- [TASK DETAILS]: Only the lines containing "each" belong in the answer; find them in the material below.

────

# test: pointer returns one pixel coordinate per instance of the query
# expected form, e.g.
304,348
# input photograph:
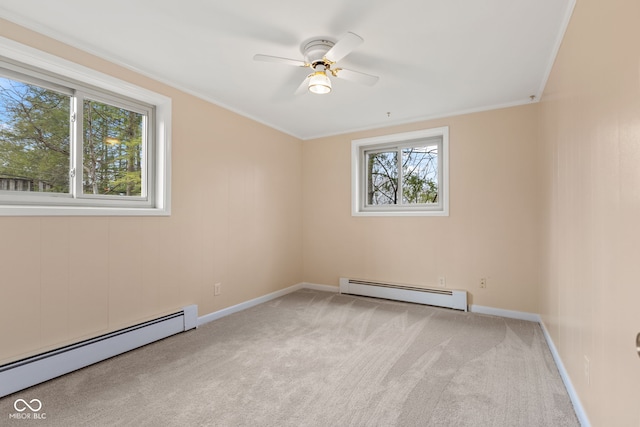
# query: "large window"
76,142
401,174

────

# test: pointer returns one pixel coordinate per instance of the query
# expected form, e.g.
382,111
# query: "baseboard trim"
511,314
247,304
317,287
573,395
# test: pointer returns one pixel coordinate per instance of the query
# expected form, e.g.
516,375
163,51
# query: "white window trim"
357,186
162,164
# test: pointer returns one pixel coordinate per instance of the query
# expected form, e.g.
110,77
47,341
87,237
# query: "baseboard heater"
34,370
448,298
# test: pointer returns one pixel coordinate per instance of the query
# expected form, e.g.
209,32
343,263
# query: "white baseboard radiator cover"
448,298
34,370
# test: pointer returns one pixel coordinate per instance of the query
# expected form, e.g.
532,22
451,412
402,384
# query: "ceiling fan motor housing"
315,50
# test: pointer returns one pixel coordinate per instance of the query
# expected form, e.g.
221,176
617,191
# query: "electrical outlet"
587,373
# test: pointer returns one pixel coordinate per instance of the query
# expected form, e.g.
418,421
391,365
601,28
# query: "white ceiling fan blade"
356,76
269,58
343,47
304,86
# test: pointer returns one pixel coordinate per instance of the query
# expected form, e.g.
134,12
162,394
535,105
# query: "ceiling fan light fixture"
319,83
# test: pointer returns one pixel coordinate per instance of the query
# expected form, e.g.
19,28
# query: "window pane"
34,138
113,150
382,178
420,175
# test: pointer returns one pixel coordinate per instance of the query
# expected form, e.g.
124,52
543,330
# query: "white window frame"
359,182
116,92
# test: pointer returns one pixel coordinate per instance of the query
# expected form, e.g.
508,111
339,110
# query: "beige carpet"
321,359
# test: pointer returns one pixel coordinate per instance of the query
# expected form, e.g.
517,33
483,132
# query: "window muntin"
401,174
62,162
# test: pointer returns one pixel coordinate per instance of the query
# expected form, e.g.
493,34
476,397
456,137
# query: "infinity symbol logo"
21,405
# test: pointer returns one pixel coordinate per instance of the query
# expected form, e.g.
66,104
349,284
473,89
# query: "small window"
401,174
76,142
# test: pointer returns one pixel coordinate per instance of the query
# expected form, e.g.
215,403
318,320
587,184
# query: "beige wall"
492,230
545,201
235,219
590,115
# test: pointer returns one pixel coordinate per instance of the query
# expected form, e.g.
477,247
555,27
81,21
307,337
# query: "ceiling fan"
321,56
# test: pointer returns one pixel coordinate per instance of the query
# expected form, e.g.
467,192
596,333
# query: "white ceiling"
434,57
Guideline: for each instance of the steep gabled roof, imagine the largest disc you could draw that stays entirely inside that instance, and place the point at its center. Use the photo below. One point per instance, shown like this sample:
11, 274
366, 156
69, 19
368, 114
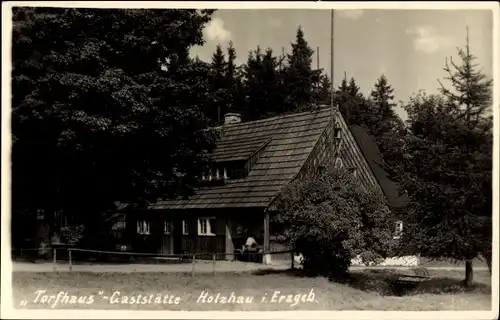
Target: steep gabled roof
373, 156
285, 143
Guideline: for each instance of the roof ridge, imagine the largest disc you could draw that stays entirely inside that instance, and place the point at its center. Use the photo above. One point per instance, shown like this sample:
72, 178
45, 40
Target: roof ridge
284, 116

────

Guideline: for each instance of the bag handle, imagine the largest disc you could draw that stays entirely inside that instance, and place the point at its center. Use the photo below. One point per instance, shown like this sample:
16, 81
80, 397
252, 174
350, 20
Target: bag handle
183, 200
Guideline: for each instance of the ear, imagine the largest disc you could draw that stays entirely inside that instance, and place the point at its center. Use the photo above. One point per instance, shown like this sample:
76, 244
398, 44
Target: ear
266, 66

────

- [EXERCISE OUTPUT]:
Guideline: for each instance of the steep gabled roof, imagine the largest disc you could draw that stays entirely inside that instance, and place the point at its center. Use the photo below. One point per instance, shown like this sample:
Guideline: for each instance of the roof ridge, imagine the largest disc you could draw that stays entirely inside that instance, and place the point at its center. Use the photo above. One point per instance, shown like this sample:
Guideline: for each instance of the bag handle, imagine the largest disc you could draw that stays entirely inside that instance, and place the point at its center. Use the photo below. One point per instance, shown like this sample:
Guideline: for each instance of the ear, imagine the largest disc you could draw that stays entirely inside that instance, and place the point at its center. Use the photo above. One point per instance, shown like this sample:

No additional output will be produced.